EXERCISE PROMPT: Please reproduce all of the data below word for word.
++++ DATA SUPPLIED ++++
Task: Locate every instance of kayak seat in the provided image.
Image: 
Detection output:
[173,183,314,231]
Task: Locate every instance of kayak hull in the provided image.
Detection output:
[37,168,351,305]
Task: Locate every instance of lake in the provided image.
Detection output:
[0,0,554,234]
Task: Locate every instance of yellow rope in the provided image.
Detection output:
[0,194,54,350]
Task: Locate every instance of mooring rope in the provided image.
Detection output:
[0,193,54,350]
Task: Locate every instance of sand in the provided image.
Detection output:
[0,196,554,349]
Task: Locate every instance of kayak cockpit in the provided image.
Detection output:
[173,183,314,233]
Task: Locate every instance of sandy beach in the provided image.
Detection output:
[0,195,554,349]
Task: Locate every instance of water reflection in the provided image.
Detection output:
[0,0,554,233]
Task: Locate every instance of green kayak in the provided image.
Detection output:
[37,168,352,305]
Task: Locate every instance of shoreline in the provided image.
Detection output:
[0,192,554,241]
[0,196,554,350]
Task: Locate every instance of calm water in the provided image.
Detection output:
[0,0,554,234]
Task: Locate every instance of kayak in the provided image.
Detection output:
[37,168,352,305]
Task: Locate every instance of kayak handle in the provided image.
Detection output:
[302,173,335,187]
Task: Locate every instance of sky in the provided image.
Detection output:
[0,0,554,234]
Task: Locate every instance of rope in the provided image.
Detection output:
++++
TASK SOLUTION:
Task: Locate every instance of kayak seat in the provided image.
Image: 
Detection output:
[173,183,314,231]
Task: Locate every instance of kayak hull in the provided image.
Detection output:
[37,168,351,305]
Task: Locate every instance of lake in the provided image.
Detection output:
[0,0,554,234]
Task: Locate every instance of yellow rope in the provided image.
Detection output:
[0,194,54,350]
Task: Locate every instance of mooring rope in the provided image.
Detection output:
[0,193,54,350]
Task: Locate every instance of sand in the provided image.
Detection output:
[0,196,554,349]
Task: Locate every instance of kayak cockpit in the provided image.
Detection output:
[173,183,314,233]
Task: Locate every instance of sandy beach in the provided image.
Detection output:
[0,195,554,349]
Task: Locate every instance of water reflection in the provided image.
Detection output:
[0,0,554,233]
Task: Locate every instance of green kayak in the provided image.
Detection output:
[37,168,352,305]
Task: Locate every instance of shoreline in the provided image.
Detection output:
[0,192,554,241]
[0,196,554,350]
Task: Locate every instance of calm water in the provided image.
Detection output:
[0,0,554,234]
Task: Locate every instance of kayak in the provided image.
Detection output:
[37,168,352,305]
Task: Locate every instance of kayak handle in the provided image.
Detection output:
[302,173,335,187]
Task: Locate every instance of sky in the provided image.
Detection output:
[0,0,554,234]
Task: Locate every instance of rope in the provided image.
Detection output:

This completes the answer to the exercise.